Exercises to complete →
(1) According to the excerpt on testsuite cleaning, what does testsuite --clean clean up besides removing the directory?
(2) Reproduce the listing verbatim, beginning at its first line and stopping after the line that contains "[90,0,540,326]". Leave out the pictures.

Source excerpt →
= = = = = = =
Dependencies of the regular clean and dependencies of the distclean-am are
still executed in parallel, but now it is all deps of the clean-am and then
all the deps of the distclean-am.  Just to clarify.

> Moreover, it doesn't seem like as much of a hack (and the above is just
> illustrative, because we can probably just add the testsuite directories
> to the CLEAN_LOCAL var).

testsuite --clean does a little more than just removal of the directory,
it also cleans up the log file (which is not in the directory) and makes
sure that it can actually remove the files by making sure everything inside
has rwx permissions, which is possible that not everything does.  We can
replicate this logic in the automake, sure, it doesn't sound hard to do.
But both duplicating the logic of autotest and re-implementing the automake
target are a bit hacky.  In the first case we'll need to adjust our make
files if autotest changes, in the second - if automake changes.  Both seem
equally unlikely.  So, I'm not sure which is better.  Re-implementing the
testsuite --clean seems indeed a bit easier to understand as everything
is implemented in the plain sight and not buried inside the automake.

Note: we're not actually running the clean for any other testsuite, except
for the base one, but we probably should.  It's not causing any  problems
today since these are not running during distcheck.
I'm also a little bit confused by the fact that we're building the test
suite scripts into srcdir...  they should be in a build directory.

I'll try to look what it takes to re-implement the testsuite --clean, but
it will be a larger change for sure.

Best regards, Ilya Maximets.

> 
> Hope I understood the race correctly.
= = = = = = =
Stored rows →
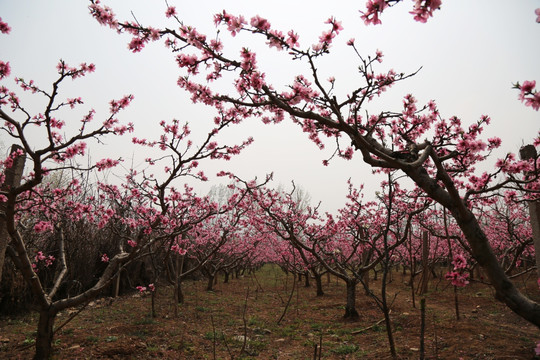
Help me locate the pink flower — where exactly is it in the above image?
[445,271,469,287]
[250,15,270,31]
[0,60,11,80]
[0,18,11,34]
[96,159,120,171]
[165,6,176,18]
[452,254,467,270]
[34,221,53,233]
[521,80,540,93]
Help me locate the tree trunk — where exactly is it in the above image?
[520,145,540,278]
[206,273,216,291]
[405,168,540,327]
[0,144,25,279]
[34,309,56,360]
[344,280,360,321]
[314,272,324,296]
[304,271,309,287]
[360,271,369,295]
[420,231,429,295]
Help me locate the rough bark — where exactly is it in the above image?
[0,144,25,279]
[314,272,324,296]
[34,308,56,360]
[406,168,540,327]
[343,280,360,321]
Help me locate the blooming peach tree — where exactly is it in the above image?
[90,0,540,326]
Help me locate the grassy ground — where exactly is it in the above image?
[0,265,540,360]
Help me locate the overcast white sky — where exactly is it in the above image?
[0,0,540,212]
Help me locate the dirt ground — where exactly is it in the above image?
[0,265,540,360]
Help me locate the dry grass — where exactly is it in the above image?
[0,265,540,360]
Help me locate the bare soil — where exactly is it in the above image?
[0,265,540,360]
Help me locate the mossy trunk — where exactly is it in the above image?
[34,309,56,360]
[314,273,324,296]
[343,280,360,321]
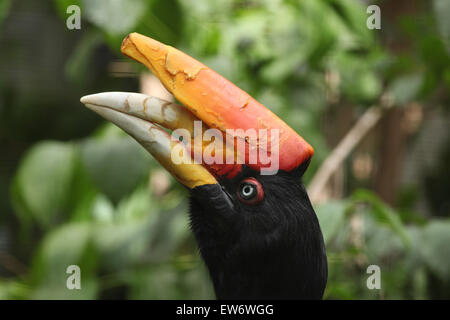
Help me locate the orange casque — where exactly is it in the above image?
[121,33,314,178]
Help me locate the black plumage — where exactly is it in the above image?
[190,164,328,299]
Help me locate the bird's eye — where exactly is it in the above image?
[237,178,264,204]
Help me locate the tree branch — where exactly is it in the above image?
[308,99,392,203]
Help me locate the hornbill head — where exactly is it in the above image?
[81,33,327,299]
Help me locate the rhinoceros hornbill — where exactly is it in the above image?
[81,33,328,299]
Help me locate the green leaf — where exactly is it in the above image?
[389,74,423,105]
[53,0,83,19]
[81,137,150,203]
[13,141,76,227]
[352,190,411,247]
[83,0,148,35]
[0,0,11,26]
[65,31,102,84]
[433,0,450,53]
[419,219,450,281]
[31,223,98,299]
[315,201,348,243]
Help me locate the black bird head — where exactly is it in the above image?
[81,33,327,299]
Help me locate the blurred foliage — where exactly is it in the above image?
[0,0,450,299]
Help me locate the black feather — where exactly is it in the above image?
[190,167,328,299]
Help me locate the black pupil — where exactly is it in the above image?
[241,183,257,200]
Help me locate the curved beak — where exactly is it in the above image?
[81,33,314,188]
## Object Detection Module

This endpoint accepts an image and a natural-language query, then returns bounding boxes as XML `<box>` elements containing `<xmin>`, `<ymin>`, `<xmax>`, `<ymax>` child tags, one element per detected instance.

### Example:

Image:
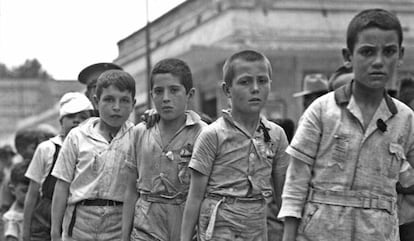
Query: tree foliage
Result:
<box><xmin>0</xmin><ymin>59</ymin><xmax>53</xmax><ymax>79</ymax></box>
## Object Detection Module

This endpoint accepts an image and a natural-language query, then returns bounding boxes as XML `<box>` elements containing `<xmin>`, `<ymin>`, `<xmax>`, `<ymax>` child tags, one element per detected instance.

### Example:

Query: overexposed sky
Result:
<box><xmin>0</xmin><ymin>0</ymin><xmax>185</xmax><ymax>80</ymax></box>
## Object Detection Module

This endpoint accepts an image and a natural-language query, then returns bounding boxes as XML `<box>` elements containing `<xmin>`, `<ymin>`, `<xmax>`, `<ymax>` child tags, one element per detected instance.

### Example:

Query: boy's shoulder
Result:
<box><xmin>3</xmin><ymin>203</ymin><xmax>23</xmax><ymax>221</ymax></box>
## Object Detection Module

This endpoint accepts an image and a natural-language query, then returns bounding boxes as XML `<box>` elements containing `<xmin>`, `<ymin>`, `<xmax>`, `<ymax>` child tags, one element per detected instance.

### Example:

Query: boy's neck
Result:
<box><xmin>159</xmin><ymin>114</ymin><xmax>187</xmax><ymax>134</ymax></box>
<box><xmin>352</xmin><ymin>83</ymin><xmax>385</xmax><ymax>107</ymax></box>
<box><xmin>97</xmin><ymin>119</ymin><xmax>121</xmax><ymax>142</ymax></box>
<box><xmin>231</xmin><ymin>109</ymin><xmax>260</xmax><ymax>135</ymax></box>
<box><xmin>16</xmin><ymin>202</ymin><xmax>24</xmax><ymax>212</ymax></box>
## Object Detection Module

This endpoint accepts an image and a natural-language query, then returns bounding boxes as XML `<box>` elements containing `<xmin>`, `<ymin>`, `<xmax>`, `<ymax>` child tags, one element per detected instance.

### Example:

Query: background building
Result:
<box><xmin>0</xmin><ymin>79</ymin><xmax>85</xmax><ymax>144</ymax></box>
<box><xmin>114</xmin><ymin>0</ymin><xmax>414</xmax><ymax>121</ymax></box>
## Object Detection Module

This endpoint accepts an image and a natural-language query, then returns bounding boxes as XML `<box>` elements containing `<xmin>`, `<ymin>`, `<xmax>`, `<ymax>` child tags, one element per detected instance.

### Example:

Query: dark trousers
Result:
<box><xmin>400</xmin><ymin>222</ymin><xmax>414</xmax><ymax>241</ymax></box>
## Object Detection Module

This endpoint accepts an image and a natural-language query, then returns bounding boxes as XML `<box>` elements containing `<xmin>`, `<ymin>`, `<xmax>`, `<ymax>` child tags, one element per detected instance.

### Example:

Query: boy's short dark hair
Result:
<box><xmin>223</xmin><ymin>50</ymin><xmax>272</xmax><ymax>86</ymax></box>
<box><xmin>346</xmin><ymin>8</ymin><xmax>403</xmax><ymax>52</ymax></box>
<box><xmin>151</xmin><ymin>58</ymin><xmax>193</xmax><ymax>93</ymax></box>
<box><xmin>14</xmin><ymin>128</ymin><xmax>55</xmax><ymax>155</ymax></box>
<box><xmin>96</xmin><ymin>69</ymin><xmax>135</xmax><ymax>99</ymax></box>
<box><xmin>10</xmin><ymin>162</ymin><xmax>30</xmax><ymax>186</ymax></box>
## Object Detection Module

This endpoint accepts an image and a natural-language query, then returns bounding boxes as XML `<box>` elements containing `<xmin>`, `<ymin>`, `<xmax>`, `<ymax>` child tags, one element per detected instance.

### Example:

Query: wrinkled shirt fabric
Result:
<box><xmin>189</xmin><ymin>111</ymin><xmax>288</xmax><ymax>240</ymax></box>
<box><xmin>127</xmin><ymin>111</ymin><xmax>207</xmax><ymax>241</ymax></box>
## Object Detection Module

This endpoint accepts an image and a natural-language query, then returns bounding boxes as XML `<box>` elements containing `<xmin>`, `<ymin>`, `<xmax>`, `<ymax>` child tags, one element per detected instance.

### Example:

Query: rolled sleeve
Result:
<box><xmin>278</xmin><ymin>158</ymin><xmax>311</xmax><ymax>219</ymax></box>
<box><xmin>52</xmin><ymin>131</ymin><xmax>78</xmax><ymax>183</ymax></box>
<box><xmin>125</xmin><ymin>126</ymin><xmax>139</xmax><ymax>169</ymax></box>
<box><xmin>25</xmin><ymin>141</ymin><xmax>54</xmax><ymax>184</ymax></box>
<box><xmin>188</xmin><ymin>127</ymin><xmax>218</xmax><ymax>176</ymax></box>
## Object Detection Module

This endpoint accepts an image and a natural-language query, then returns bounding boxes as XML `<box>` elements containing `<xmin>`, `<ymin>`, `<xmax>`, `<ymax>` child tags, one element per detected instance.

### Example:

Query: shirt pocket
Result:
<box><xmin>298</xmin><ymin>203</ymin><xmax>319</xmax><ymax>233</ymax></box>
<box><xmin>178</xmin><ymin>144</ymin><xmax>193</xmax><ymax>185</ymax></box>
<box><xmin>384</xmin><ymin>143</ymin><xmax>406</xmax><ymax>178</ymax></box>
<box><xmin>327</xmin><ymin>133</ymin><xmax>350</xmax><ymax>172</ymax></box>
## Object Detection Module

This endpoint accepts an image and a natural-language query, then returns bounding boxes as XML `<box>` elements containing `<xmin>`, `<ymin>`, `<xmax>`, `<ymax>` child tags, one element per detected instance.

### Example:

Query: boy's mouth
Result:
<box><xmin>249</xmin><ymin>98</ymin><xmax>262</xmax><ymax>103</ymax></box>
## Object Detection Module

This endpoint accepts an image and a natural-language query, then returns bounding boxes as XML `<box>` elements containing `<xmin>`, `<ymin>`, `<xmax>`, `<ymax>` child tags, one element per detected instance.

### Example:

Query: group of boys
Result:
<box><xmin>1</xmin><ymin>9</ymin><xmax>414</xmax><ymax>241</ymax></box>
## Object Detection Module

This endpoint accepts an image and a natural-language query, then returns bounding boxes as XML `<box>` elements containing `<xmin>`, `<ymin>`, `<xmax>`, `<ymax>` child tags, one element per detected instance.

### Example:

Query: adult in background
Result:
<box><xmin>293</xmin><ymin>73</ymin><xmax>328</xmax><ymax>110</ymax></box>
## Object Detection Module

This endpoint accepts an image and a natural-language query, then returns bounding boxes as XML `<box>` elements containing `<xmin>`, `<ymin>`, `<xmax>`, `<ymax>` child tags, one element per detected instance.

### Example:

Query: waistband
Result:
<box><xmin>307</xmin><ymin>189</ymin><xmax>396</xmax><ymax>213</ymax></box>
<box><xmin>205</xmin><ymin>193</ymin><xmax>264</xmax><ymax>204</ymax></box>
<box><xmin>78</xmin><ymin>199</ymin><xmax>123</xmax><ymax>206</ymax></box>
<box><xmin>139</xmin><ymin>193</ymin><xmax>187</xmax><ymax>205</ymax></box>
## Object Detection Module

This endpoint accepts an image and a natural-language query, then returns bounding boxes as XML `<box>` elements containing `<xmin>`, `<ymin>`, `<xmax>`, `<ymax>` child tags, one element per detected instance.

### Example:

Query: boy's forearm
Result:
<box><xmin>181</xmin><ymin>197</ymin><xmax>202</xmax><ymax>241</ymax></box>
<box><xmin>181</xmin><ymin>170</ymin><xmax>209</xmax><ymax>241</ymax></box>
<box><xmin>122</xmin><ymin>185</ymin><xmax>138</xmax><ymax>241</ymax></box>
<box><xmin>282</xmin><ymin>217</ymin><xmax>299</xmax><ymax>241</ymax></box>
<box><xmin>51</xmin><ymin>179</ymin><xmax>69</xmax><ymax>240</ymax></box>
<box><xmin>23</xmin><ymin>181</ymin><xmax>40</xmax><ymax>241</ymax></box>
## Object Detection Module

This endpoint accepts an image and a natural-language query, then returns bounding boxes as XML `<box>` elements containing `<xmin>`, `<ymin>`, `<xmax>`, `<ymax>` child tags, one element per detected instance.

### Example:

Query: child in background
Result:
= = = = = = =
Response list →
(1) It also cleans up the log file, which is not in the directory.

(2)
Help me locate the pink flower — where exactly is it in the above image?
[445,271,469,287]
[250,15,270,31]
[0,60,11,80]
[0,18,11,34]
[96,159,120,171]
[165,6,176,18]
[452,254,467,270]
[34,221,53,233]
[521,80,540,93]
Help me locate the tree trunk — where exactly is it in the above image?
[520,145,540,278]
[206,273,216,291]
[405,168,540,327]
[0,144,25,279]
[34,309,56,360]
[344,280,360,321]
[314,272,324,296]
[304,271,309,287]
[360,271,369,295]
[420,231,429,295]
Help me locate the rough bark — where exactly is it in the above image?
[0,144,25,279]
[314,272,324,296]
[34,308,56,360]
[406,168,540,327]
[343,280,360,321]
Help me locate the blooming peach tree — where exactly is it in the above image?
[90,0,540,326]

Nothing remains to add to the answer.